TASK TO COMPLETE >> Can you turn all the lines below into a Markdown table with two columns, "No." and "Line", giving each row a number and leaving out any blank lines?

(Some records)
* START *

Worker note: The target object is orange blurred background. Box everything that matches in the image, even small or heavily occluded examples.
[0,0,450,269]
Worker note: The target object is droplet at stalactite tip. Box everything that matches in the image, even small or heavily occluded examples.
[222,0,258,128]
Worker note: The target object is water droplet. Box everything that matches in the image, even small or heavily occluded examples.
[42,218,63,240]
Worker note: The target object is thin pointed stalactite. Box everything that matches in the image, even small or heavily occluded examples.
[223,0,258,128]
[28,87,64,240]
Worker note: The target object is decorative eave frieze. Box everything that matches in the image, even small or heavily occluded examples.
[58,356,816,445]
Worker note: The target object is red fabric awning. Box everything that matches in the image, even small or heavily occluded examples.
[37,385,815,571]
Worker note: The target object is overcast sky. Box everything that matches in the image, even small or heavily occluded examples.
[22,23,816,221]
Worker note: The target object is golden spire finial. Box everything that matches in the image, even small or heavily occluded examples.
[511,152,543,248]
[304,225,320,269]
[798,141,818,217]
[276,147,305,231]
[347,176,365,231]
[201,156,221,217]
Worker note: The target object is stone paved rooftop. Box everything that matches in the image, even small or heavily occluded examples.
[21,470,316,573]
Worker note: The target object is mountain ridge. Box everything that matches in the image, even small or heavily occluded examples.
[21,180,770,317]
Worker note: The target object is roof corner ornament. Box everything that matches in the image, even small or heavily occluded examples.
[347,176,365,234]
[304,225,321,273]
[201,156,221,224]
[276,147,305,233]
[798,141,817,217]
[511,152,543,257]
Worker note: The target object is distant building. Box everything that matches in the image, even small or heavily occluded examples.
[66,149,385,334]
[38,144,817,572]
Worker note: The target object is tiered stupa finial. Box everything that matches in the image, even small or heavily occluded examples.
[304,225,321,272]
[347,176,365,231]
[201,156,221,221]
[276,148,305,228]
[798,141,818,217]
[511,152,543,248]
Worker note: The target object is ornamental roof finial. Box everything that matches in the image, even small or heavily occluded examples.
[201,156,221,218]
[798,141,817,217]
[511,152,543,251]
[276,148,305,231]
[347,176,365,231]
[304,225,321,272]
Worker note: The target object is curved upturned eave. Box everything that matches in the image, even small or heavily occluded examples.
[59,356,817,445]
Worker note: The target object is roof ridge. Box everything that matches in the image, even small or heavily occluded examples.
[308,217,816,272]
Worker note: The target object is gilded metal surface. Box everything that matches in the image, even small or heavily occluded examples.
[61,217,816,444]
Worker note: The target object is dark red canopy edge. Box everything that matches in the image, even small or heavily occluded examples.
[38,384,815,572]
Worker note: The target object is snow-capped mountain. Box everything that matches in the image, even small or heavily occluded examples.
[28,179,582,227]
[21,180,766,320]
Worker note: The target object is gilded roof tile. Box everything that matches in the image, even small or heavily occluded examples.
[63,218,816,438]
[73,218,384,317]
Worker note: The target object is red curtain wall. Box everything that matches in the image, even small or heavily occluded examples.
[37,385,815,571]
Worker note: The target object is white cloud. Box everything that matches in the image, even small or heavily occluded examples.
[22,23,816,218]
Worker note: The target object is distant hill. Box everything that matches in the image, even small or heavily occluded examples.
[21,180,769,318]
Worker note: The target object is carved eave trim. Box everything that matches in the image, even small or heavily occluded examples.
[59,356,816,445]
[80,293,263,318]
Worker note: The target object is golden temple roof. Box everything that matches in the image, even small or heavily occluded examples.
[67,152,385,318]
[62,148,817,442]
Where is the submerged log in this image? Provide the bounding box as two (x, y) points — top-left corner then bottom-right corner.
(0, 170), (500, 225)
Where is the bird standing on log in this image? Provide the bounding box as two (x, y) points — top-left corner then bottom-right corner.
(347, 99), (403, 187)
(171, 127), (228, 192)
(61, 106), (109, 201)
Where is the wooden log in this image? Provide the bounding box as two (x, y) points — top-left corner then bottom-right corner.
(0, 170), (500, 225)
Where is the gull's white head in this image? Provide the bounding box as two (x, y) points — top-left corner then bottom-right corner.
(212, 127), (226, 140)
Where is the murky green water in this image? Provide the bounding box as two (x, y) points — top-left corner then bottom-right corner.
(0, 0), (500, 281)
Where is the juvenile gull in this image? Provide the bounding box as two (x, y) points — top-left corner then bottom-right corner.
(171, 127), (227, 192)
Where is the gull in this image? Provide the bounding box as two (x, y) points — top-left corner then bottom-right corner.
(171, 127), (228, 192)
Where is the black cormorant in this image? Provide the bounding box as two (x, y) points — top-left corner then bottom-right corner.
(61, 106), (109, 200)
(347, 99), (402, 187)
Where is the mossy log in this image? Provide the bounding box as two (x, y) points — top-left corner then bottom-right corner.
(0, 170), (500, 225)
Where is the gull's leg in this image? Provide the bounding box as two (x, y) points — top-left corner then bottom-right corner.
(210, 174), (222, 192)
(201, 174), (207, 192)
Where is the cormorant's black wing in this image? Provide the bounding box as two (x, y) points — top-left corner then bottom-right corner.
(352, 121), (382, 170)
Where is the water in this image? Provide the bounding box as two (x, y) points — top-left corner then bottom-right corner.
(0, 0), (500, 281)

* END *

PROBLEM SOLUTION >>
| No. | Line |
|---|---|
| 1 | Worker note: The target object is orange blurred background. Box everything that matches in the image, even small or heavily occluded examples. |
| 2 | [0,0,450,269] |
| 3 | Worker note: The target object is droplet at stalactite tip. Box everything that matches in the image, even small or heavily occluded examples. |
| 4 | [222,0,258,128] |
| 5 | Worker note: The target object is water droplet. Box everything that matches in the image, even small or heavily occluded examples. |
| 6 | [42,218,63,240] |
| 7 | Worker note: The target object is thin pointed stalactite. Box everything that matches in the image, even small or heavily occluded examples. |
| 8 | [223,0,258,128] |
| 9 | [28,87,64,240] |
| 10 | Worker note: The target object is decorative eave frieze. Box everything that matches in the image, even small or heavily occluded examples. |
| 11 | [58,356,816,445] |
| 12 | Worker note: The target object is red fabric awning. Box everything that matches in the image, even small or heavily occluded examples. |
| 13 | [37,385,815,571] |
| 14 | Worker note: The target object is overcast sky. Box everything that matches in the image, even small or heavily occluded examples. |
| 15 | [22,23,816,221] |
| 16 | Worker note: The target object is golden spire finial. Box everything that matches in the image, even small or heavily occluded examples. |
| 17 | [511,152,543,248] |
| 18 | [304,225,320,269] |
| 19 | [798,141,818,217] |
| 20 | [276,147,305,231] |
| 21 | [347,176,365,231] |
| 22 | [201,156,221,217] |
| 23 | Worker note: The target object is stone paved rooftop. Box everything that matches in the image, even small or heavily occluded examples. |
| 24 | [21,470,316,573] |
| 25 | Worker note: The target object is mountain ridge. Box everything that matches in the image, even small or heavily occluded examples. |
| 26 | [21,180,770,317] |
| 27 | Worker note: The target object is roof corner ornament. Box everything that matches in the image, even small or heavily occluded examples. |
| 28 | [347,176,365,234] |
| 29 | [304,225,321,273] |
| 30 | [201,156,221,224] |
| 31 | [276,147,305,233] |
| 32 | [798,141,817,217] |
| 33 | [511,152,543,257] |
| 34 | Worker note: The target object is distant building. Box everything that matches in the image, even small or heavily occluded examples. |
| 35 | [66,149,385,334] |
| 36 | [38,144,817,572] |
| 37 | Worker note: The target object is tiered stupa finial. Box everything that matches in the image, even small or heavily occluded examples. |
| 38 | [304,225,321,272] |
| 39 | [347,176,365,231] |
| 40 | [201,156,221,221] |
| 41 | [276,148,305,228] |
| 42 | [798,141,818,217] |
| 43 | [511,152,543,248] |
| 44 | Worker note: The target object is ornamental roof finial. Box everything that matches in the image, even small or heavily occluded examples. |
| 45 | [201,156,221,218] |
| 46 | [798,141,817,217] |
| 47 | [511,152,543,251] |
| 48 | [276,148,305,231] |
| 49 | [347,176,365,231] |
| 50 | [304,225,321,272] |
| 51 | Worker note: The target object is curved upturned eave. Box everything that matches in the image, even small or heavily occluded examples. |
| 52 | [59,356,817,445] |
| 53 | Worker note: The target object is roof ridge. Box everything that matches in the image, even small or heavily occluded examples. |
| 54 | [308,217,816,272] |
| 55 | Worker note: The target object is gilded metal surface. Box everything that matches in the image, even small or heavily occluded examples. |
| 56 | [61,217,816,444] |
| 57 | Worker note: The target object is dark red canopy edge. Box everything that matches in the image, even small or heavily occluded examples. |
| 58 | [38,384,815,572] |
| 59 | Worker note: The target object is snow-capped mountain. Box everything that matches in the image, even small or heavily occluded examples. |
| 60 | [28,179,582,227] |
| 61 | [21,180,766,320] |
| 62 | Worker note: The target object is gilded roof tile. Box everything that matches in the image, even small or heavily occluded examples. |
| 63 | [63,218,816,438] |
| 64 | [73,218,384,317] |
| 65 | Worker note: The target object is red curtain wall. Box everything that matches in the image, even small or heavily occluded examples. |
| 66 | [37,385,815,571] |
| 67 | Worker note: The target object is white cloud. Box everything that matches in the image, even small or heavily occluded examples. |
| 68 | [22,23,816,218] |
| 69 | Worker note: The target object is distant hill. Box everything that matches in the image, even small or heavily occluded examples. |
| 70 | [21,180,769,318] |
| 71 | Worker note: The target object is carved eave trim. Box everything that matches in the image, even small or heavily occluded examples. |
| 72 | [59,356,816,445] |
| 73 | [80,293,263,318] |
| 74 | Worker note: The target object is golden temple roof. Box everything that matches in the image, even small or heavily occluded examples. |
| 75 | [67,152,385,318] |
| 76 | [62,148,817,442] |
| 77 | Where is the submerged log in this image? Provide the bounding box as two (x, y) points — top-left corner then bottom-right corner. |
| 78 | (0, 170), (500, 225) |
| 79 | Where is the bird standing on log in this image? Provide the bounding box as two (x, y) points — top-left corner then bottom-right corner. |
| 80 | (347, 99), (403, 187) |
| 81 | (171, 127), (228, 192) |
| 82 | (61, 106), (109, 201) |
| 83 | Where is the wooden log in this image? Provide the bounding box as two (x, y) points — top-left corner then bottom-right corner. |
| 84 | (0, 170), (500, 225) |
| 85 | Where is the gull's white head in this image? Provide the bounding box as two (x, y) points — top-left corner then bottom-right corner. |
| 86 | (212, 127), (226, 140) |
| 87 | Where is the murky green water in this image? Provide the bounding box as two (x, y) points — top-left corner then bottom-right corner. |
| 88 | (0, 0), (500, 281) |
| 89 | Where is the juvenile gull in this image? Provide the bounding box as two (x, y) points — top-left corner then bottom-right corner. |
| 90 | (171, 127), (227, 192) |
| 91 | Where is the gull in this image? Provide the bounding box as two (x, y) points — top-left corner then bottom-right corner. |
| 92 | (171, 127), (228, 192) |
| 93 | Where is the black cormorant in this image? Provide the bounding box as two (x, y) points — top-left corner then bottom-right corner. |
| 94 | (61, 106), (109, 200) |
| 95 | (347, 99), (402, 187) |
| 96 | Where is the mossy log in this image? Provide the bounding box as two (x, y) points — top-left corner then bottom-right corner. |
| 97 | (0, 170), (500, 225) |
| 98 | Where is the gull's leg in this image? Provide the bounding box as two (x, y) points — top-left corner then bottom-right corner. |
| 99 | (210, 174), (222, 192) |
| 100 | (201, 174), (207, 192) |
| 101 | Where is the cormorant's black wing in this image? Provide the bounding box as two (x, y) points — top-left corner then bottom-right corner. |
| 102 | (352, 121), (382, 170) |
| 103 | Where is the water in this image? Provide the bounding box as two (x, y) points — top-left corner then bottom-right corner. |
| 104 | (0, 0), (500, 281) |